But you can’t do that and be managing a large team at the same time. So she actually was so happy with the outcome. She felt like she was growing but not growing out of her capability. She’s actually excited about us bringing a person in because they’re going to help her grow. I think what we have to constantly remind people is, the fact that you were going from A to B and someone was brought in does not mean you won’t get to B. You’re just not going to get to B right now. That person also has a career path and it’s not necessarily on the same path as you. So they might have a short stop there and you can learn some skillsets from them and then they’re going to move on on their path, and you can continue on in yours better position than before.
Hiring as You Scale
So, everyone’s not in a swim lane moving either in front or behind each other. Some people are going sideways, some people are going forward. Some people are going diagonal. And the best part is when you can optimize those crosses, like where they cross. We are growing a sales organization right now and because we’re starting really from scratch, I wanted someone who had built an organization before. So yes, they have run a large organization before. They know what we want the organization to look like in a year. But what’s interesting is they haven’t done it multiple times. They’re still hungry. Because I think sometimes you go out and you find that person who has so much experience but they’re kind of bored with it. They don’t view it as a challenge anymore.
And so they view it as, “I’m just going to replicate what I’ve done before.” Almost never does that lead to innovation to just replicate what you did before. And so, I always want somebody who’s done it maybe once so that they’ve got confidence that they can do it, they’ve got kind of a roadmap, but they haven’t done it so many times that they’re tired of doing it. It’s not routine. And so, our head of sales, he’s built sales organizations, he’s run sales organizations, but he is so fired up about what he’s going to do with ours because he sees it as a little different. Because you want them to view like they’re growing. I mean, nobody wants to come in and your task is, can you go do what you did three times? Can you just do it again? I mean, your honor.

•••

▶ _Aim a_: Retype the entries word for word, starting at the line containing "the form (221,135);" and continuing through the end of the entries.
The excerpt above and the entries that come next are separate, unrelated material.

•••

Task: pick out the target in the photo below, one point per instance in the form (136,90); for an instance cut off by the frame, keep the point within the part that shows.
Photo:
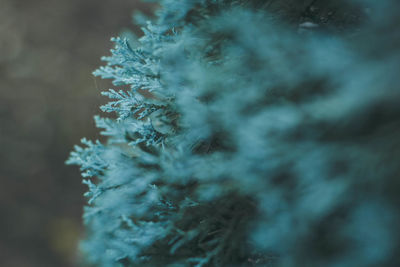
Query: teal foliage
(249,133)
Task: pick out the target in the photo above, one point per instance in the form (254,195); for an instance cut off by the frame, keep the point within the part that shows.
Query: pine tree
(249,133)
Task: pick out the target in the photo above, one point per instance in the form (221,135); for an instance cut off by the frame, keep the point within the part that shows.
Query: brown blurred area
(48,96)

•••

▶ _Aim b_: Echo back the part of the excerpt about hiring from "But you can’t" to "position than before.", word for word.

▶ _Expected answer a_:
Task: pick out the target in the photo above, one point per instance in the form (221,135); for an instance cut off by the frame, keep the point within the part that shows.
Query: brown blurred area
(48,96)

▶ _Expected answer b_:
But you can’t do that and be managing a large team at the same time. So she actually was so happy with the outcome. She felt like she was growing but not growing out of her capability. She’s actually excited about us bringing a person in because they’re going to help her grow. I think what we have to constantly remind people is, the fact that you were going from A to B and someone was brought in does not mean you won’t get to B. You’re just not going to get to B right now. That person also has a career path and it’s not necessarily on the same path as you. So they might have a short stop there and you can learn some skillsets from them and then they’re going to move on on their path, and you can continue on in yours better position than before.